Document excerpt

┄┄┄┄┄┄

The worst criminal to come out of Detroit

I was speeding; sure, I won’t deny that. It was 8:20 or so on Super Bowl Sunday, and I was returning my rental car at Detroit’s airport before jumping on a 10:00 flight to Minneapolis for a story. Detroit, like most big cities, has spawned an airport inside a morass of frontage roads — to return a rental, you follow the signs, turn to what seems like an abandoned stretch of lots, and you’re there.

So, I turned onto Lucas, passing by the Hertz drop-off, intending to get gas at the end of the street before circling back and dropping it off. I notice, surreally, a cop car blazing into my rear view mirror.

“Can you… actually get pulled over on the street where you’re dropping the car off?” I wonder.

Indeed, you can. A surly officer asks why I think I was pulled over.

“I was in a hurry, so maybe I missed a turn signal on the way in,” I speculate.

According to him, no: I did not give the right of way when turning onto the final frontage road. I cut someone off — him, I assume — and was going 41 in a 35 mph zone.

(Here I will pause for an instructional video on how uniquely strange it is to drive in Michigan.)

“Do you have $100 in cash to post bond?” asks the cop.

My mind… I was going to say “races,” but it actually turns pretty slowly. “No,” I say, knowing I have around $85 in cash, “but I can pay a ticket.”

Friendly enough, right? Wrong. The cop returns to his car with my license, and with knowledge of my story — trying to return the car for my 10 a.m. flight so I can get to Minneapolis for work. In literally 90 minutes I will be out of his state, a problem for the motorists of the Twin Cities, not him.

He returns 10 minutes later, as I check my watch, and hands me a ticket — but no license.

“I’m holding onto your license as bond,” he says.

“Oh,” I say. “I didn’t realize that was what you meant by bond. Can I go to the ATM over there” — I point to the gas station, maybe 20 yards away — “and get the cash.”

The cop summons up that attitude that only an armed and un-criticizable agent of the state can summon. He already gave me a chance. He only charged me for speeding. I should cut my losses.

“But I can’t get on my plane without my license,” I say.

“You can use the ticket and say what happened,” he says.

This part of the story engenders less sympathy — suffice to say that instead of using the TSA pre-check status I pay for, I must show the ticket at a regular TSA line, empty my wallet to find that there’s no other card with my birth date, note the disbelief of the agent at the idea that the ticket would be enough ID, and get every single item patted down and searched before getting a chance to sprint to my plane. I make it by 5 minutes. Could be worse.

I can’t rent a car anymore, but I can borrow one from a friend. I can’t get back to the airport right before my flight on Monday — I will have to subject myself to another long pat-down. Okay. In future, I’ll travel with my passport.

But here is the long tail of the problem — getting my license back means trusting the Wayne County traffic court to send it back. I’m not saying its employees are dishonest. On Monday, they seem perfectly polite, if confused. I’m saying an infamously cash-poor urban county is not exactly staffed up to process a ticket quickly or mail a license back. Also, I’ve moved since I got the license, and that’s the sort of thing you’d like to explain to a bureaucrat before they mail your ID to an address.

When I call, three times, I talk to three confused people who refer me to a website that doesn’t recognize my ticket number. My follow-up questions are directed the voicemail of “Maya,” or maybe “Maia,” with no indication of what she does.

┄┄┄┄┄┄

Stored rows
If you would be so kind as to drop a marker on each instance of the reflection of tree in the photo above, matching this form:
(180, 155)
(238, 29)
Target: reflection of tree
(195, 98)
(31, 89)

┄┄┄┄┄┄

Stated task 1
Do these statements agree with the essay about the Detroit traffic stop? Answer yes or no for each, quoting the words that decide it.
(a) The officer said the car was going 41 in a 35 mph zone.
(b) The driver had $100 in cash when asked to post bond.
(c) The driver missed the flight to Minneapolis.
Stated task 2
Reproduce every line of the entry that asks for markers on the reflection of a tree, without changing anything.

Full answer 1
(a) Yes: "was going 41 in a 35 mph zone."
(b) No: "knowing I have around $85 in cash"
(c) No: "I make it by 5 minutes."

Full answer 2
If you would be so kind as to drop a marker on each instance of the reflection of tree in the photo above, matching this form:
(180, 155)
(238, 29)
Target: reflection of tree
(195, 98)
(31, 89)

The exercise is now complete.